SELECTED EXCERPT —
......
Troubleshooting data for intersystem communication (ISC) problems

CICS® MustGather for intersystem communication (ISC) problems

Gather the following diagnostic information before contacting the CICS support team to troubleshoot your intersystem communication (ISC) problems.

Required data:
  1. The CICS message log for any DFHZCnnnn message. If you have problems with connecting or have a failure when you run a transaction, the console and CSNE transient data queue usually have messages. If the other region is also CICS, make sure that you have the message log from that region too. For more information on DFHZCnnnn messages, see CICS messages.
  2. The MVS™ system dump that is taken at the point of failure. For more information, see Using dumps for CICS problem determination on z/OS®. If you cannot re-create the problem, take a dump by using the MVS dump command, or add the pertinent DFHZCxxxx message to the CICS dump table. If you cannot determine which side of the ISC connection causes the problem, dump both regions.
......
EXERCISE DATA —
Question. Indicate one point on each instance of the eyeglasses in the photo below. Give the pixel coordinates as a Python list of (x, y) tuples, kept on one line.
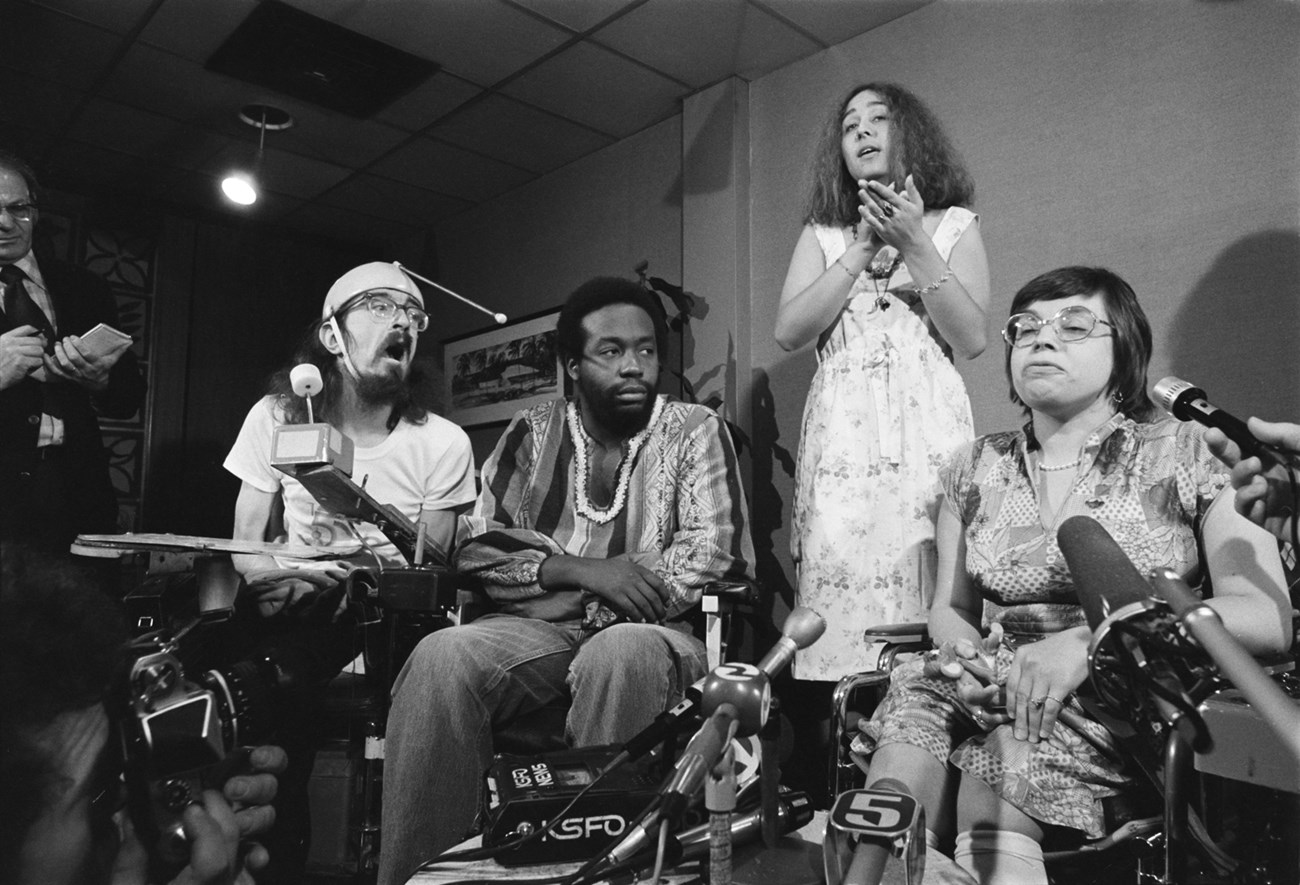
......
WHAT YOU WILL DO —
**a)** From the CICS ISC troubleshooting text, set down the passage that starts with "Gather the following" and goes on through "see CICS messages.", word for word.
**b)** Continue the CICS ISC troubleshooting text from where it stops.

RESULTS FOR THE EXERCISE —
**a)**
Gather the following diagnostic information before contacting the CICS support team to troubleshoot your intersystem communication (ISC) problems.

Required data:
  1. The CICS message log for any DFHZCnnnn message. If you have problems with connecting or have a failure when you run a transaction, the console and CSNE transient data queue usually have messages. If the other region is also CICS, make sure that you have the message log from that region too. For more information on DFHZCnnnn messages, see CICS messages.

**b)**
  3. The CICS internal trace, which runs within CICS regions that participate in the conversation. Ensure that the internal trace table size is big enough to contain sufficient data for diagnosis; for example, you can use a table size of 20480K. Also, turn on standard level 1 tracing for all components and level 1-2 for the TC component. Use the CETR transaction to turn on internal trace, set internal trace size, and set component trace levels. For more information, see Using trace for CICS problem determination on z/OS..
Optional data:
  1. If you can re-create the problem, the CICS auxiliary trace might be useful. Ensure that you run the trace on all the CICS regions that are involved in the ISC problem.
  2. If you want to see all of the trace entries in one file, you can use the GTF Trace. The GTF Trace is useful when the CICS regions are on different MVS regions. You can write the trace to a GTF trace data set on each MVS, and then merge the files to see the flow of trace in the connected regions. If the CICS regions are in a single MVS, you can write all the trace to a single GTF trace data set.
  3. The CICS transaction dump that is taken at the point of failure.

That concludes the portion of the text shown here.